STATED EXERCISE
Reproduce the entries verbatim, from the first line of the entries up to and including the line with "534L538 508L492 513L415", omitting the pictures.

[Collected data]
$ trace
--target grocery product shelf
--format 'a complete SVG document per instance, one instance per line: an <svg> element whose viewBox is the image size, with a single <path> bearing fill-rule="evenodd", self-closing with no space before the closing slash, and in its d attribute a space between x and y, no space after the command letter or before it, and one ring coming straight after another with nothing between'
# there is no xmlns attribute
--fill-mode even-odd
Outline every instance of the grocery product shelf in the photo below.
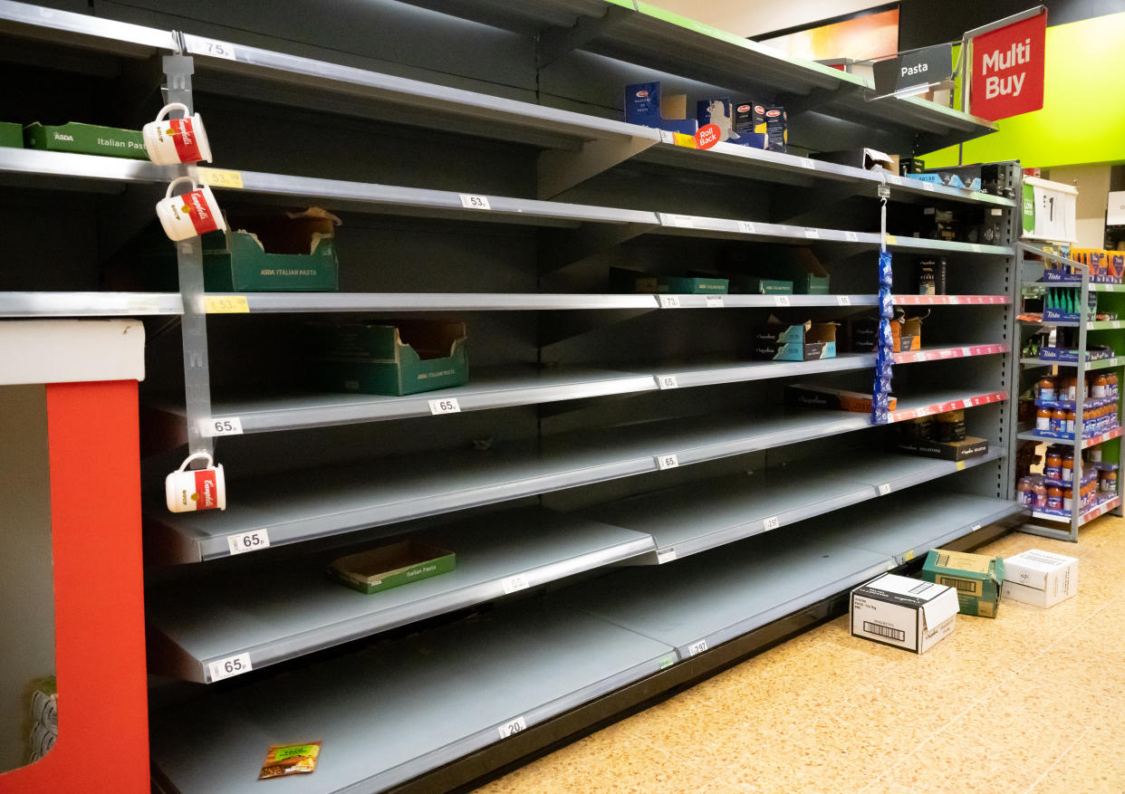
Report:
<svg viewBox="0 0 1125 794"><path fill-rule="evenodd" d="M947 410L973 408L990 403L1002 403L1008 399L1007 391L966 393L964 390L943 390L926 395L900 397L898 406L890 413L891 422L907 422L920 416L944 414Z"/></svg>
<svg viewBox="0 0 1125 794"><path fill-rule="evenodd" d="M647 534L538 508L492 513L415 538L453 551L457 567L368 595L325 575L345 553L328 550L252 571L218 572L202 584L150 588L146 617L168 641L160 646L163 656L150 655L155 657L150 667L209 683L210 665L233 656L248 655L245 669L256 670L652 549Z"/></svg>
<svg viewBox="0 0 1125 794"><path fill-rule="evenodd" d="M214 300L245 298L251 314L318 312L507 312L562 309L655 309L652 295L536 292L210 292ZM692 296L696 297L696 296ZM698 296L702 297L702 296ZM732 296L734 297L734 296ZM870 296L867 296L870 297ZM241 312L242 307L238 306ZM207 307L228 314L224 306Z"/></svg>
<svg viewBox="0 0 1125 794"><path fill-rule="evenodd" d="M1098 433L1097 435L1090 435L1082 439L1082 449L1089 449L1090 446L1097 446L1113 439L1119 439L1122 436L1123 428L1114 427L1113 430L1106 431L1105 433ZM1024 431L1017 434L1018 439L1022 441L1041 441L1046 444L1073 444L1074 439L1055 439L1050 435L1040 435L1034 430Z"/></svg>
<svg viewBox="0 0 1125 794"><path fill-rule="evenodd" d="M534 364L478 368L474 370L472 380L467 386L403 397L325 393L259 395L237 399L217 397L212 400L212 419L206 422L204 434L214 434L210 425L215 421L232 417L240 419L244 433L261 433L430 416L449 413L450 400L456 400L458 412L487 410L654 389L656 381L651 375L590 369L540 369ZM446 403L447 406L435 407L438 401ZM183 414L182 405L164 407Z"/></svg>
<svg viewBox="0 0 1125 794"><path fill-rule="evenodd" d="M183 314L183 299L179 292L0 292L0 317L136 317L178 314Z"/></svg>
<svg viewBox="0 0 1125 794"><path fill-rule="evenodd" d="M885 496L1002 455L953 462L902 454L795 461L777 469L670 488L601 505L585 517L647 532L660 563Z"/></svg>
<svg viewBox="0 0 1125 794"><path fill-rule="evenodd" d="M884 525L898 511L916 521ZM832 513L831 540L817 532L825 523L802 522L670 566L614 572L570 588L566 603L687 658L896 567L882 548L901 556L1018 512L1004 499L915 489ZM875 522L882 531L866 535Z"/></svg>
<svg viewBox="0 0 1125 794"><path fill-rule="evenodd" d="M813 361L748 361L748 362L702 362L698 364L667 364L657 367L652 375L657 378L674 377L681 388L688 386L711 386L732 384L762 378L789 378L796 375L842 372L866 369L875 366L873 353L840 353L834 359Z"/></svg>
<svg viewBox="0 0 1125 794"><path fill-rule="evenodd" d="M927 348L912 350L894 354L894 363L912 364L921 361L946 361L948 359L964 359L976 355L996 355L1007 353L1010 348L1007 344L971 344L953 345L947 348Z"/></svg>
<svg viewBox="0 0 1125 794"><path fill-rule="evenodd" d="M145 58L161 51L171 54L177 48L171 30L11 0L0 0L0 28L10 36L101 49L127 57Z"/></svg>
<svg viewBox="0 0 1125 794"><path fill-rule="evenodd" d="M1078 367L1077 361L1059 361L1053 359L1020 359L1019 363L1025 367ZM1086 362L1086 369L1108 369L1110 367L1125 367L1125 355L1114 355L1109 359L1095 359Z"/></svg>
<svg viewBox="0 0 1125 794"><path fill-rule="evenodd" d="M155 711L154 773L183 794L255 794L270 743L316 740L316 772L288 791L384 791L675 658L596 617L520 605Z"/></svg>
<svg viewBox="0 0 1125 794"><path fill-rule="evenodd" d="M954 491L894 494L806 522L810 534L830 545L847 544L885 554L904 565L930 549L994 521L1023 512L1016 502Z"/></svg>

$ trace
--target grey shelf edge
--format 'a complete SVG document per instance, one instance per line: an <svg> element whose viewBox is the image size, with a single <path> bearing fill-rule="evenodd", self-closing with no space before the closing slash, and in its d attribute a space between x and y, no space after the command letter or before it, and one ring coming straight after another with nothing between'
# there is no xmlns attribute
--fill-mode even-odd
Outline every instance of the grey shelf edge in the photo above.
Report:
<svg viewBox="0 0 1125 794"><path fill-rule="evenodd" d="M538 548L529 552L519 548L520 540L514 540L508 545L494 543L493 548L488 548L487 542L482 544L480 535L485 524L492 521L512 521L521 529L533 527L536 533L532 542L542 545L546 539L549 545L566 548L555 549L550 554ZM487 531L493 529L488 526ZM232 656L249 655L252 668L256 670L426 617L501 598L518 589L536 587L610 566L649 552L654 548L652 539L644 533L596 524L541 508L500 513L486 521L469 522L468 525L454 523L422 532L424 538L434 535L448 538L444 542L461 557L461 566L450 574L412 584L405 589L396 588L371 595L356 594L324 576L321 572L323 565L314 568L317 586L310 586L306 580L308 570L297 570L296 567L290 568L285 563L280 579L260 581L258 579L266 577L258 575L253 596L253 607L256 608L253 608L252 614L246 613L251 616L243 621L242 628L245 632L243 637L254 631L259 637L249 642L220 643L223 650L217 652L214 650L214 640L210 640L210 650L204 652L200 642L207 646L207 639L192 637L190 629L184 633L182 621L178 621L174 614L177 608L174 604L180 596L177 593L171 595L173 607L170 613L161 602L161 598L166 601L169 596L158 593L151 596L147 619L150 624L169 640L165 655L171 652L173 656L169 659L166 656L152 653L151 659L156 661L150 661L150 665L153 669L176 675L183 680L207 684L212 683L209 665ZM468 574L465 574L466 556L471 558L468 565L475 566ZM322 552L316 557L326 560L328 556ZM548 557L550 559L544 559ZM490 567L487 572L480 570L482 559L485 560L485 566ZM513 585L511 580L515 577L519 577L520 581ZM469 580L466 581L466 578ZM222 585L222 592L227 593L231 586L232 580L228 578L226 584ZM407 596L413 598L404 601ZM230 610L234 602L225 598L225 595L216 595L214 588L208 588L201 598L198 594L192 597L190 611L214 614ZM261 598L272 601L276 605L272 612L261 608ZM294 615L290 608L294 598L300 598L303 602L304 608L297 615ZM361 604L366 611L356 608L357 604ZM315 608L312 608L313 605ZM237 608L241 614L244 611L243 604ZM309 614L315 614L315 619L309 619ZM272 635L264 637L271 625L284 626L284 630L276 630Z"/></svg>
<svg viewBox="0 0 1125 794"><path fill-rule="evenodd" d="M226 294L213 292L215 297ZM534 292L244 292L251 314L656 309L651 295ZM872 297L872 296L864 296Z"/></svg>
<svg viewBox="0 0 1125 794"><path fill-rule="evenodd" d="M133 57L147 57L156 51L171 53L177 48L171 30L11 0L0 0L0 21L4 24L6 33L57 44L97 47Z"/></svg>
<svg viewBox="0 0 1125 794"><path fill-rule="evenodd" d="M439 391L425 391L405 397L380 397L378 395L309 395L271 403L269 399L228 403L215 399L213 417L237 416L245 433L261 433L300 427L323 427L328 425L357 424L411 416L430 416L432 400L456 399L459 410L489 410L518 405L541 405L568 399L606 397L610 395L639 394L656 389L656 380L650 375L629 372L604 372L600 379L591 376L555 382L537 382L534 376L510 379L506 386L483 389L479 381ZM304 399L304 407L285 407ZM173 413L182 414L182 408ZM209 430L208 430L209 432Z"/></svg>
<svg viewBox="0 0 1125 794"><path fill-rule="evenodd" d="M852 165L840 165L825 160L801 157L784 152L770 152L731 143L718 143L711 148L703 151L677 146L673 143L672 133L667 130L660 130L659 145L641 152L636 155L636 159L682 169L716 170L721 168L727 172L736 174L742 172L757 174L762 171L775 171L791 177L803 177L807 180L824 179L858 182L860 184L870 184L872 191L875 190L876 186L885 182L891 188L892 200L897 195L899 197L910 196L915 198L933 196L934 198L958 202L990 204L998 207L1016 206L1012 199L993 196L979 190L950 188L944 184L933 184L917 179L899 177L882 170L868 171ZM872 195L874 196L874 192Z"/></svg>
<svg viewBox="0 0 1125 794"><path fill-rule="evenodd" d="M183 314L179 292L0 292L0 317L134 317Z"/></svg>
<svg viewBox="0 0 1125 794"><path fill-rule="evenodd" d="M1019 363L1025 367L1078 367L1078 361L1051 361L1047 359L1020 359ZM1125 366L1125 355L1115 355L1112 359L1096 359L1086 362L1086 369L1107 369L1109 367Z"/></svg>

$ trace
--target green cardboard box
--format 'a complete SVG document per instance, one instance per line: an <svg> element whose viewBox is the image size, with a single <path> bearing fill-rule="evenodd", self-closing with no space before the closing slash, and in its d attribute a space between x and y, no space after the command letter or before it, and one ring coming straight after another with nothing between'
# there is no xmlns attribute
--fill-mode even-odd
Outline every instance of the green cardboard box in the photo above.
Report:
<svg viewBox="0 0 1125 794"><path fill-rule="evenodd" d="M452 551L405 540L335 559L328 566L328 575L353 590L370 595L448 574L456 567L457 554Z"/></svg>
<svg viewBox="0 0 1125 794"><path fill-rule="evenodd" d="M312 326L312 331L324 351L309 368L320 388L413 395L469 380L467 334L460 321L385 321Z"/></svg>
<svg viewBox="0 0 1125 794"><path fill-rule="evenodd" d="M58 125L42 125L34 121L24 128L24 142L28 148L44 148L48 152L101 154L132 160L148 159L144 147L144 136L140 129L99 127L78 121Z"/></svg>
<svg viewBox="0 0 1125 794"><path fill-rule="evenodd" d="M700 276L657 276L656 291L662 295L727 295L730 280Z"/></svg>
<svg viewBox="0 0 1125 794"><path fill-rule="evenodd" d="M1004 558L933 549L921 578L957 590L961 614L996 617L1004 583Z"/></svg>
<svg viewBox="0 0 1125 794"><path fill-rule="evenodd" d="M0 146L24 148L24 128L15 121L0 121Z"/></svg>

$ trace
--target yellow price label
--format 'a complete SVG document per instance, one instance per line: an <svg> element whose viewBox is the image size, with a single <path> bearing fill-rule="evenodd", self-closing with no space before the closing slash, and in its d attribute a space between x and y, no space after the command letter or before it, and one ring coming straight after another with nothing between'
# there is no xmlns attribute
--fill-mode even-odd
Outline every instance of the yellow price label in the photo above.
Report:
<svg viewBox="0 0 1125 794"><path fill-rule="evenodd" d="M207 314L250 314L244 295L208 295L204 298Z"/></svg>
<svg viewBox="0 0 1125 794"><path fill-rule="evenodd" d="M699 148L695 145L695 138L691 135L685 135L683 133L673 133L672 142L677 146L686 146L687 148Z"/></svg>
<svg viewBox="0 0 1125 794"><path fill-rule="evenodd" d="M213 188L241 188L241 171L223 171L222 169L199 169L199 181Z"/></svg>

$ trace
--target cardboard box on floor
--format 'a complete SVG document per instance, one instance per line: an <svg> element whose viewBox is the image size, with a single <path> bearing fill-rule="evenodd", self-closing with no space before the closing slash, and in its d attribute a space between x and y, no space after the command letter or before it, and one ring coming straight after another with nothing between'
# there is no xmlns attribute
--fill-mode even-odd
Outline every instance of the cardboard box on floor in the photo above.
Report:
<svg viewBox="0 0 1125 794"><path fill-rule="evenodd" d="M1004 597L1054 606L1078 593L1078 559L1029 549L1004 560Z"/></svg>
<svg viewBox="0 0 1125 794"><path fill-rule="evenodd" d="M921 578L956 588L961 614L996 617L1000 605L1004 560L963 551L932 549L926 554Z"/></svg>
<svg viewBox="0 0 1125 794"><path fill-rule="evenodd" d="M852 590L852 637L925 653L953 633L956 590L945 585L884 574Z"/></svg>

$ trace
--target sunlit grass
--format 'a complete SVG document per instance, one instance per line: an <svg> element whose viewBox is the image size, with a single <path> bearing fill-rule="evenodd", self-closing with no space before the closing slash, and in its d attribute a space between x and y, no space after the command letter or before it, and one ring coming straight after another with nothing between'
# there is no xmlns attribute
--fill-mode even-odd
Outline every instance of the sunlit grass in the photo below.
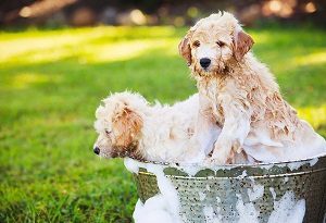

TASK ANSWER
$ trace
--target grocery product shelf
--format 'a complete SVG document per instance, one instance per line: an <svg> element whose viewBox is the image size, with a single <path> bearing fill-rule="evenodd", self-closing with no space before the closing slash, and in its d attribute a space between x and y, no space after the command letter or before it, and one ring coming straight after another with nothing between'
# there is no xmlns attribute
--fill-mode even-odd
Outline every instance of the grocery product shelf in the photo below.
Report:
<svg viewBox="0 0 1125 794"><path fill-rule="evenodd" d="M947 410L973 408L990 403L1002 403L1008 399L1007 391L966 393L964 390L943 390L926 395L900 397L898 406L890 413L891 422L907 422L920 416L944 414Z"/></svg>
<svg viewBox="0 0 1125 794"><path fill-rule="evenodd" d="M647 534L538 508L492 513L415 538L453 551L457 567L368 595L325 575L345 553L328 550L252 571L218 572L202 584L150 588L146 617L168 641L160 646L163 656L150 655L155 657L150 667L209 683L210 665L233 656L248 655L245 669L256 670L652 549Z"/></svg>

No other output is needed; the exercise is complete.